■ Document section

....

One hundred years ago this week, the Russian royal family and their servants were murdered. The abdicated tsar, his wife and their five children had hoped to flee to exile in Britain but were shot dead by the Bolsheviks on the night of 16–17 July 1918.

The Russian Orthodox Church had expressed doubts over earlier DNA tests – in part conducted in Britain – which purported to prove that the bones found in the Ural Mountains were those of Tsar Nicholas II and his family. In 1993, 2 years after the bodies were found, Prince Philip had provided a DNA sample to help identify the bodies. The Duke is the great nephew of Empress Alexandra, Tsar Nicholas’s wife. His DNA was matched with samples taken from the skeletons of the Tsarina and her four daughters.

New comprehensive DNA testing has now concluded that the remains are genuine, says the Russian Investigative Committee.

“The findings of the complex expert molecular genetic examinations have proved that the found remains belong to former Emperor Nicholas II, his family members and entourage”, said the committee.

....

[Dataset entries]
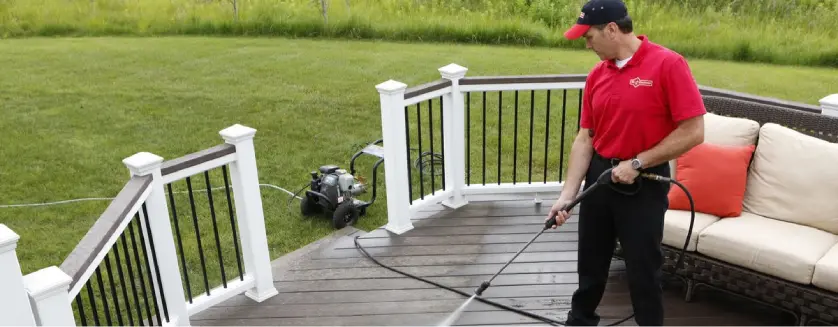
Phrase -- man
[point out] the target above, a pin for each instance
(641, 108)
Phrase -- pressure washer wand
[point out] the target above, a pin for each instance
(603, 179)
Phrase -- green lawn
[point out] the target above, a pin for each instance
(65, 97)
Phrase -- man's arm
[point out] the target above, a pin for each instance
(581, 153)
(690, 132)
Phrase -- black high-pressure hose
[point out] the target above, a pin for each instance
(603, 179)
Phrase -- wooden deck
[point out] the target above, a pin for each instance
(332, 283)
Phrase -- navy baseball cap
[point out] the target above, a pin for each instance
(596, 12)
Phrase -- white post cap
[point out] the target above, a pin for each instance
(8, 238)
(143, 163)
(44, 282)
(453, 71)
(391, 87)
(237, 133)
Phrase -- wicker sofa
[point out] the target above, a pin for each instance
(783, 249)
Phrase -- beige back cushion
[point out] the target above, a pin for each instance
(793, 178)
(725, 130)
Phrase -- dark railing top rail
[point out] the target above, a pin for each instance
(82, 256)
(560, 78)
(197, 158)
(426, 88)
(566, 78)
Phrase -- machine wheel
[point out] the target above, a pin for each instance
(346, 214)
(308, 207)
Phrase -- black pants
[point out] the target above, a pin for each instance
(637, 221)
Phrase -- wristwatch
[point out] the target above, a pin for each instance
(636, 164)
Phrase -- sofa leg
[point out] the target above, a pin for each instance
(690, 290)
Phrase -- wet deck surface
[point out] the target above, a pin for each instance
(336, 285)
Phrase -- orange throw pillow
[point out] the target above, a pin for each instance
(715, 175)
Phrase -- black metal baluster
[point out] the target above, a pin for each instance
(198, 234)
(92, 300)
(139, 267)
(500, 114)
(122, 282)
(579, 109)
(131, 278)
(80, 306)
(442, 139)
(179, 241)
(547, 137)
(113, 288)
(419, 157)
(409, 168)
(233, 222)
(514, 144)
(149, 275)
(104, 296)
(532, 113)
(484, 137)
(431, 136)
(156, 269)
(468, 138)
(215, 229)
(561, 153)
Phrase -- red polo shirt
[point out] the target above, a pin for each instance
(632, 109)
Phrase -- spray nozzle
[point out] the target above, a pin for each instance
(482, 288)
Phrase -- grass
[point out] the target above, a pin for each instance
(780, 31)
(76, 107)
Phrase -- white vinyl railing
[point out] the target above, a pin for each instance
(454, 109)
(134, 240)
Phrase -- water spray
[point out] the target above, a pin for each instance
(603, 179)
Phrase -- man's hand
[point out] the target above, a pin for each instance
(558, 210)
(623, 173)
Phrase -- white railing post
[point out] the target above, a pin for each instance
(251, 219)
(14, 303)
(393, 133)
(161, 239)
(455, 137)
(829, 105)
(49, 297)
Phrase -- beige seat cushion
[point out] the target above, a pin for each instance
(793, 177)
(723, 130)
(676, 224)
(826, 271)
(770, 246)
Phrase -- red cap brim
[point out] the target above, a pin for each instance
(576, 31)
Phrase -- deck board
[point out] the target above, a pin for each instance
(338, 285)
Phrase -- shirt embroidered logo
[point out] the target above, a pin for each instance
(640, 82)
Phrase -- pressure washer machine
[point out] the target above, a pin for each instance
(334, 191)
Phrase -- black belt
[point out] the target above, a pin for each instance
(616, 161)
(611, 161)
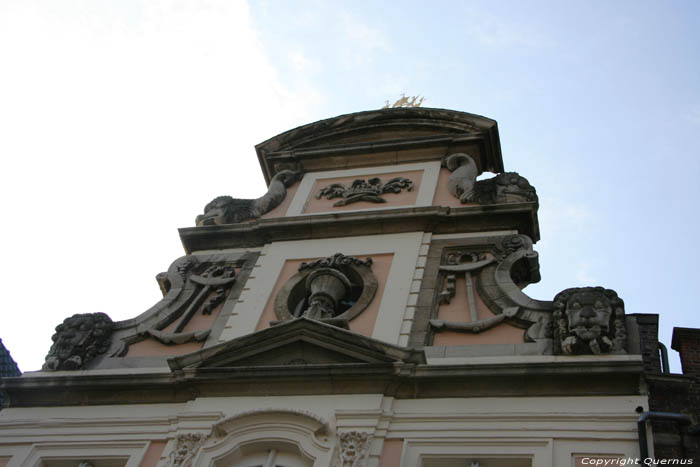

....

Retype the passage of the article on the Russian royal family between "The Russian Orthodox" and "Russian Investigative Committee.", inclusive. Work from the article on the Russian royal family alone.

The Russian Orthodox Church had expressed doubts over earlier DNA tests – in part conducted in Britain – which purported to prove that the bones found in the Ural Mountains were those of Tsar Nicholas II and his family. In 1993, 2 years after the bodies were found, Prince Philip had provided a DNA sample to help identify the bodies. The Duke is the great nephew of Empress Alexandra, Tsar Nicholas’s wife. His DNA was matched with samples taken from the skeletons of the Tsarina and her four daughters.

New comprehensive DNA testing has now concluded that the remains are genuine, says the Russian Investigative Committee.